▶ _Quoted passage_
++++++

Hi :wave: We are using Prefect Cloud + ECS Push wo...
# ask-community
y
Hi 👋 We are using Prefect Cloud + ECS Push work pools and we just saw an error we've never seen before.
Copy code
Reached configured timeout of 300s for ECS
This happened the many flows (all those that were scheduled to run around that time).
j
Hey, I believe that is the default value of
task_start_timeout_seconds
on your ECS work pool. That controls when to crash the flow run if the ECS can't start in the duration. If you take a look at that task directly in ECS you should hopefully see more information about why it couldn't provision
👍 1
c
I have hit this sporadically, and have never seen any errors suggesting why. Each time issue occurred, no logs of any issue in target AWS account (even checked with DevOps). Each time, re-running affected tasks had no issue. Near as I can figure, transient network issue got in the way of traffic, leaving my task in a sad state. Its either that or sadness in Prefect infrastructure....
j
@Cormac always happy to take a look if you have a specific flow run id to ensure it's nothing in between Prefect Cloud and your ECS
c
@Jake Kaplan nothing recent, happily....
k
yeah, this can be hard to track down because there's a wide variety of possible causes. The one I've seen most commonly is that if you're using fargate, it's possible for the availability zone you're running your tasks in has been hit by high compute demand and you're being forced to wait longer than usual to get resources allocated
just as well could be a different cause though
c
The one I've seen most commonly is that if you're using fargate, it's possible for the availability zone you're running your tasks in has been hit by high compute demand and you're being forced to wait longer than usual to get resources allocated
Fair. Could be that. However last instance of issue occurred over a weekend, which may suggest not that... (assuming lighter load over weekend) If it does happen again, any wise words on what AWS logging to monitor for hints?
k
so it's waiting for the ecs task to enter a
STARTED
state. you should be able to find the ECS task intended for your flow run to happen in, and check out its state and logs. Sometimes you'll see logs about failed network requests or images that won't pull (ECS doesn't cache images)

++++++

▶ _Material_

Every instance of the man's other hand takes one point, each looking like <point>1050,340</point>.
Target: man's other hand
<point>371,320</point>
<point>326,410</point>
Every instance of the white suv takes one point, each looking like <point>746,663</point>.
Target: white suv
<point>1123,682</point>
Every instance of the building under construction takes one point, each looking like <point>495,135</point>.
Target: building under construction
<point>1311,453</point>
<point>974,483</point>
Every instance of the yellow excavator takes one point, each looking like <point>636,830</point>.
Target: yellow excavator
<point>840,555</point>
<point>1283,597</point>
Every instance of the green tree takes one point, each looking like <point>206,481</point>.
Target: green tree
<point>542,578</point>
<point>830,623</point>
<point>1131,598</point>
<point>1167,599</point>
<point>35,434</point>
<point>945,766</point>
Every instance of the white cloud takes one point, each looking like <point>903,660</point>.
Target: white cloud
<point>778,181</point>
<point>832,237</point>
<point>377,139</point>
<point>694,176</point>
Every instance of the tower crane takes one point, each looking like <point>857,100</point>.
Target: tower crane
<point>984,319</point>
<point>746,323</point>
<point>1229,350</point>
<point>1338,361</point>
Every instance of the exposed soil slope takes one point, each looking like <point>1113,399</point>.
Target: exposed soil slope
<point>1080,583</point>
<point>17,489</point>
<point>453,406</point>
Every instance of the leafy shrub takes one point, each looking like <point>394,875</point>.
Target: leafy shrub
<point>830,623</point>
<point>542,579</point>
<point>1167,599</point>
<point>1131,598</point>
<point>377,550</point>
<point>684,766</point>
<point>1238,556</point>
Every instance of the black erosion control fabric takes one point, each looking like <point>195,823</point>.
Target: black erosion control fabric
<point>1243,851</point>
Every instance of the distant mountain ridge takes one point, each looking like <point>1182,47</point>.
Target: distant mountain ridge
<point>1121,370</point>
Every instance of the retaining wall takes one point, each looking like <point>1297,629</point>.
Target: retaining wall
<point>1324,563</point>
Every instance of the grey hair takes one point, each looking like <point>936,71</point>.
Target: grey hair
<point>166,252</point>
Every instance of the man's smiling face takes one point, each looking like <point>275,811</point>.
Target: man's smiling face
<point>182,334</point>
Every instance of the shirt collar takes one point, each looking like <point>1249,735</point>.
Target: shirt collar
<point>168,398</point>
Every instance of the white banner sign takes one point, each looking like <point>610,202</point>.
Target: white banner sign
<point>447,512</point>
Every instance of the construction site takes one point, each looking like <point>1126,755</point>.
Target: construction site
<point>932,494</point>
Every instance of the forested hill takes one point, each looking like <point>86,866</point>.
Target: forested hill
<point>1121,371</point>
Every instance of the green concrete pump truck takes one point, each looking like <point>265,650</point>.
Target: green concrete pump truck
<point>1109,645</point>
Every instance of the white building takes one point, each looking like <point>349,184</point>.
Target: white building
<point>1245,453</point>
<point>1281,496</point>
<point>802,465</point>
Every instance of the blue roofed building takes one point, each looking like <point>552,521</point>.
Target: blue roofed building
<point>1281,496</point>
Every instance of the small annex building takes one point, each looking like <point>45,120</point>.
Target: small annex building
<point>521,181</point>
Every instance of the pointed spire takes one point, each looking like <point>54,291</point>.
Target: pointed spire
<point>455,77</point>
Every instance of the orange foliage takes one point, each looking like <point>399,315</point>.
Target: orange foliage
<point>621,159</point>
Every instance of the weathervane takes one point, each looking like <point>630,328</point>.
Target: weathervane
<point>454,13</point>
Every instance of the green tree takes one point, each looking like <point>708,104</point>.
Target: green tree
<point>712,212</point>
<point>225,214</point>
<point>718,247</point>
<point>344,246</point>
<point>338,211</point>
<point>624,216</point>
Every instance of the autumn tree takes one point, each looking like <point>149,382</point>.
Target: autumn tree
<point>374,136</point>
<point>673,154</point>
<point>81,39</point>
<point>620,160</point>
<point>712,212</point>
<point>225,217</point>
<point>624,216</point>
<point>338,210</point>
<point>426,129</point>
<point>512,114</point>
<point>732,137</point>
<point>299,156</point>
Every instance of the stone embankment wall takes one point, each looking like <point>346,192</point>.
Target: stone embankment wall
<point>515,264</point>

++++++

▶ _Required task_
Decide whether each statement agrees with the thread on the ECS timeout, answering yes or no and quoting the words from the thread that settle it. 1. The timeout setting determines when a flow run is crashed if ECS cannot start within the set duration. 2. Re-running the affected tasks produced the same error again. 3. ECS caches images. The data on this page comes from a source separate from the thread on the ECS timeout.

▶ _Solution to this task_
1. Yes: "That controls when to crash the flow run if the ECS can't start in the duration."
2. No: "Each time, re-running affected tasks had no issue."
3. No: "ECS doesn't cache images"